::: Task inputs :::
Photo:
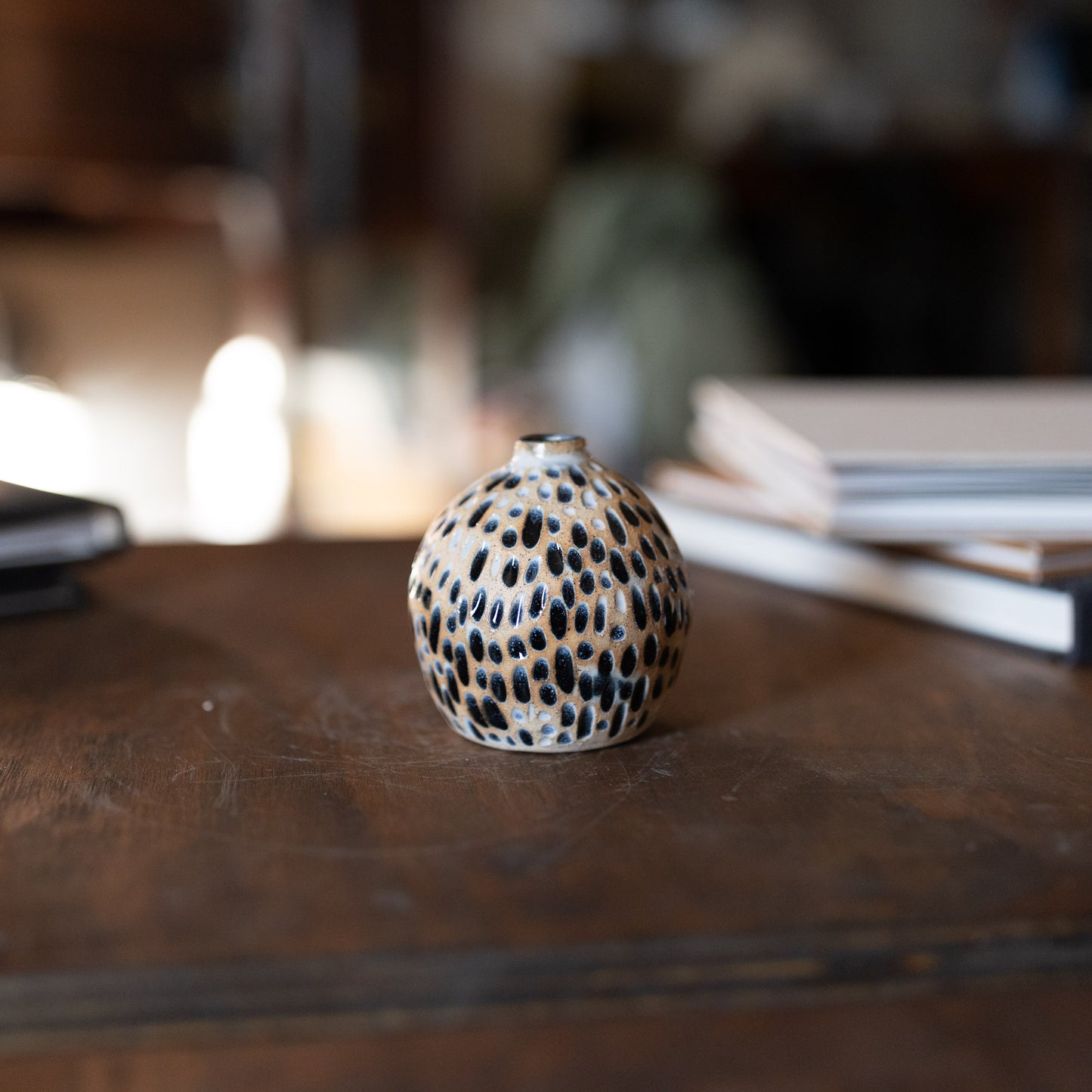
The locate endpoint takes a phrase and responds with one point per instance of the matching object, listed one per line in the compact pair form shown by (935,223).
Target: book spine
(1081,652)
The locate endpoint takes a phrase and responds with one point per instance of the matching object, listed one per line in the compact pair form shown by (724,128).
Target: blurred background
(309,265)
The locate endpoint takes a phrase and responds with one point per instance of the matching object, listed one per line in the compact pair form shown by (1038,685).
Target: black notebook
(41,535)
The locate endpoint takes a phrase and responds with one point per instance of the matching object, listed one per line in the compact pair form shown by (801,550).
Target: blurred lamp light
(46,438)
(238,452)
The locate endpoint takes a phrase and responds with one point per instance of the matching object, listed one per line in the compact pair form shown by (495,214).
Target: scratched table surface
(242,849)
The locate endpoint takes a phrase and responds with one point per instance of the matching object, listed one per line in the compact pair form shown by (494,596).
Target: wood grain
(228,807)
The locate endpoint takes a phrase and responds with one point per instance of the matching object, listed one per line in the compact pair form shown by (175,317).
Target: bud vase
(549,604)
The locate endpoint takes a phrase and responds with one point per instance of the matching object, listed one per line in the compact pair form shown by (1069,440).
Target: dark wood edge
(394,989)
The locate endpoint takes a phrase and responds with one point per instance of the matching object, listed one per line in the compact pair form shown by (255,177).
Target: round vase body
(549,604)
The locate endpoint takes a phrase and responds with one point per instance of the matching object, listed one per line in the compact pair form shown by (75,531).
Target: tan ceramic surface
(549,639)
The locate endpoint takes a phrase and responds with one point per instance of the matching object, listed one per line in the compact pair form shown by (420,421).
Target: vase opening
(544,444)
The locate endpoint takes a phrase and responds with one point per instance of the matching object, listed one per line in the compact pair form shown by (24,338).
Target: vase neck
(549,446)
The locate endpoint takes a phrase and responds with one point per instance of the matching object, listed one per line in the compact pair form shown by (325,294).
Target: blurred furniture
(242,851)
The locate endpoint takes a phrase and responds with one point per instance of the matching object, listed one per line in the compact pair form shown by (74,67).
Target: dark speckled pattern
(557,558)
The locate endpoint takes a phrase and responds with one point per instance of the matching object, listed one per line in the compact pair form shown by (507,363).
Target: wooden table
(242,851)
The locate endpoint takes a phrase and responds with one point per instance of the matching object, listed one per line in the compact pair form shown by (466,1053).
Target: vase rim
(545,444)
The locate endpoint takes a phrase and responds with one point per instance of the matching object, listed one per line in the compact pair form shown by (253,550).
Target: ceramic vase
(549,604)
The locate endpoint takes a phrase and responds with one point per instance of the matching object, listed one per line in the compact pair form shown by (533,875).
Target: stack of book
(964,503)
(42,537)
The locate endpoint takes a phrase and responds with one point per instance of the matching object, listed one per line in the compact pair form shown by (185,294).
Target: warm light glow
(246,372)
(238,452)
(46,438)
:::
::: Task inputs :::
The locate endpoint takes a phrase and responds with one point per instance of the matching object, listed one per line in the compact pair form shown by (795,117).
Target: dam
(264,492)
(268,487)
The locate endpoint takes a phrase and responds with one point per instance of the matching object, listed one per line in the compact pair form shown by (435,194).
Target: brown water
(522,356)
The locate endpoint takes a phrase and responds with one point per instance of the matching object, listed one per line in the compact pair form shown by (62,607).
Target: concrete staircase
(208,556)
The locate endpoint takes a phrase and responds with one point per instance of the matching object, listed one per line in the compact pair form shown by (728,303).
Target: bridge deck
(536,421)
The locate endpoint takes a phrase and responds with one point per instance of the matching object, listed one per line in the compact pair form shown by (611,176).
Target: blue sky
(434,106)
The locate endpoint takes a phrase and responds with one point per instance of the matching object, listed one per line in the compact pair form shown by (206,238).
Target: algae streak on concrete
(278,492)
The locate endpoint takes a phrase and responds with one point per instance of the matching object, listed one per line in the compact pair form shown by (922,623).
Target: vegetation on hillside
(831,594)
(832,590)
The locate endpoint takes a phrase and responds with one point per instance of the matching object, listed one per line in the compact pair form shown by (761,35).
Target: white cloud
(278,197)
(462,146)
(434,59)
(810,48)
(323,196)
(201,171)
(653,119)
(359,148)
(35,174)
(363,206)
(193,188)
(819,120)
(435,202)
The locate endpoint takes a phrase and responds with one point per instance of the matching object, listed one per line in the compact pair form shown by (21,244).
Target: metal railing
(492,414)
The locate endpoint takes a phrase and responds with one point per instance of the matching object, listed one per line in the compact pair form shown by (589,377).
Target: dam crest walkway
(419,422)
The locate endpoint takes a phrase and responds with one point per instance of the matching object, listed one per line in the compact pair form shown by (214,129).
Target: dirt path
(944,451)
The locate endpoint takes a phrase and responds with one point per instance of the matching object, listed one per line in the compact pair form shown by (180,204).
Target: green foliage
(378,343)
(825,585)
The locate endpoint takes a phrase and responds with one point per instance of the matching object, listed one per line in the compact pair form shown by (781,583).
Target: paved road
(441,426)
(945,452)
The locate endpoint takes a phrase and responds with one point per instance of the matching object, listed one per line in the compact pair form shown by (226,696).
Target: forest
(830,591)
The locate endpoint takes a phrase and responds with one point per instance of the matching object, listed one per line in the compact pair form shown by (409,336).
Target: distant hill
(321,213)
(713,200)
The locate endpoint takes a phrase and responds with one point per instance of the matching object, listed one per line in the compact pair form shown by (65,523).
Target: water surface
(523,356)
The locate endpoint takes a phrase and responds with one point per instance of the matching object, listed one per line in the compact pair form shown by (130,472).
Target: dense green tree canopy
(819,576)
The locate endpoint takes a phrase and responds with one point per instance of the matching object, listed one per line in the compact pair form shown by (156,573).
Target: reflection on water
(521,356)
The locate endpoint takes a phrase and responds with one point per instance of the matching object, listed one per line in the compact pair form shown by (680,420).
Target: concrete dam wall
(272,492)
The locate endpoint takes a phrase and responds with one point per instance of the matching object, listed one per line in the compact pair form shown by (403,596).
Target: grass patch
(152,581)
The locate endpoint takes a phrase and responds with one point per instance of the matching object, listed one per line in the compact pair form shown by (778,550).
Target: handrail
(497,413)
:::
::: Task inputs :::
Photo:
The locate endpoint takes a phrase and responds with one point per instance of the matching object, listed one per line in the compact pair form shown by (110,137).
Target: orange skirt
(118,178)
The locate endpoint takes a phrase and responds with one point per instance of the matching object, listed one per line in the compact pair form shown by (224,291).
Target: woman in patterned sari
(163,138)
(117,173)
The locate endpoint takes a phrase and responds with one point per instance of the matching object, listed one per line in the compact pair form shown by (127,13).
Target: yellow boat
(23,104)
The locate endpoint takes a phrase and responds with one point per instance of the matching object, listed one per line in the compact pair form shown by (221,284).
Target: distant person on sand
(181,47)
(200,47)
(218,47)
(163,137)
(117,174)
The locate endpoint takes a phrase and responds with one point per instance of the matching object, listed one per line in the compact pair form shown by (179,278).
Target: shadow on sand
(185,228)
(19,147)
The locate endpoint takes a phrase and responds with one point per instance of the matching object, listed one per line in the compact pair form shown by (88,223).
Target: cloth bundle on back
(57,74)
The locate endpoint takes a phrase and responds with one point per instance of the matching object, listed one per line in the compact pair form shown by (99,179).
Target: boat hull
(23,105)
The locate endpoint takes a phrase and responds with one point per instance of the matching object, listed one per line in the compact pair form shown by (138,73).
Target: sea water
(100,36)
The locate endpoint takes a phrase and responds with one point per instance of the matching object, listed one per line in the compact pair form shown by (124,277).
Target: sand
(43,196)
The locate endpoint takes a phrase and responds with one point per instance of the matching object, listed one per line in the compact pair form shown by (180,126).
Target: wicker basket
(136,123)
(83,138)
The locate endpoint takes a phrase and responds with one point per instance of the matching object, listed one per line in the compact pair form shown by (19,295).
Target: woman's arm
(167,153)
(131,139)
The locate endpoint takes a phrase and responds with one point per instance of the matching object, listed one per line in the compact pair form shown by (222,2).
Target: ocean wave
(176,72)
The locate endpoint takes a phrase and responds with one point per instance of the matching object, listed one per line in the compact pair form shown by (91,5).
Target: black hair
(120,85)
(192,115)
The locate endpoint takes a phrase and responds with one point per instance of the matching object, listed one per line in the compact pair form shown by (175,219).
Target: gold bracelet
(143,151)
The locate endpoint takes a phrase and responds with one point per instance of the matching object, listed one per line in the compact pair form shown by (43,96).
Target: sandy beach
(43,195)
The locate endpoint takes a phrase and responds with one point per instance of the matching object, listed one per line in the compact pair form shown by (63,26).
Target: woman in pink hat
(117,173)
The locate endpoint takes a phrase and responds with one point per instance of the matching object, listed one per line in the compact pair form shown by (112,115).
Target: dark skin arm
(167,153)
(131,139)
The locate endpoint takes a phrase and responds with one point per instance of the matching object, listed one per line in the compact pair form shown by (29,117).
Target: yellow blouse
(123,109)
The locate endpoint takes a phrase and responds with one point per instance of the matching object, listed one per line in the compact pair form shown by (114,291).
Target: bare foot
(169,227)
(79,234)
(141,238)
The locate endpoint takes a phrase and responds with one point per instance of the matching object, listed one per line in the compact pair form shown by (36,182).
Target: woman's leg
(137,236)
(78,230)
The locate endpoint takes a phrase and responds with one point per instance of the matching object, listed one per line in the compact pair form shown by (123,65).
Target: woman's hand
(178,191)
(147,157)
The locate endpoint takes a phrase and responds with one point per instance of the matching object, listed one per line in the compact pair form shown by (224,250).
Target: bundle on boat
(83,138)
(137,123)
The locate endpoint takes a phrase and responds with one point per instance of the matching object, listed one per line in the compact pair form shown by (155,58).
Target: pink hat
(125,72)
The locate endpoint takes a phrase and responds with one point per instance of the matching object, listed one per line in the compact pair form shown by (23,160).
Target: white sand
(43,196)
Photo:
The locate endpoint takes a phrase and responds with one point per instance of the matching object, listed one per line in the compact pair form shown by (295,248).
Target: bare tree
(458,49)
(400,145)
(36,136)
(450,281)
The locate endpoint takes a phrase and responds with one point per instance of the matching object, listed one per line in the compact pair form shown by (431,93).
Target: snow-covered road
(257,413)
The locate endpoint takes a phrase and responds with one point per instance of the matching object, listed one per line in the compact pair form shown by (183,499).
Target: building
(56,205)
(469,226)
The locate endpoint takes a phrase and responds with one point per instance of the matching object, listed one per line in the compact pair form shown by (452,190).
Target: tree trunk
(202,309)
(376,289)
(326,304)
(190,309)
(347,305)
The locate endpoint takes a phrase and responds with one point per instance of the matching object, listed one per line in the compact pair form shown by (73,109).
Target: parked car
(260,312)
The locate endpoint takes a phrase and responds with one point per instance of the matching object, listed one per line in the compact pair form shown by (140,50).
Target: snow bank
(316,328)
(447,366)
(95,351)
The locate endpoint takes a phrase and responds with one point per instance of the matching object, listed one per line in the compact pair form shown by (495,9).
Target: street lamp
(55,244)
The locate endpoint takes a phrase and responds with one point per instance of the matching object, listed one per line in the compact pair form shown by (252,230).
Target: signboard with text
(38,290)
:::
• _Written problem_
Count the lines in the rows above that contain the string "vase", with case taken into account, and reply with that number alone.

• _Written reply_
6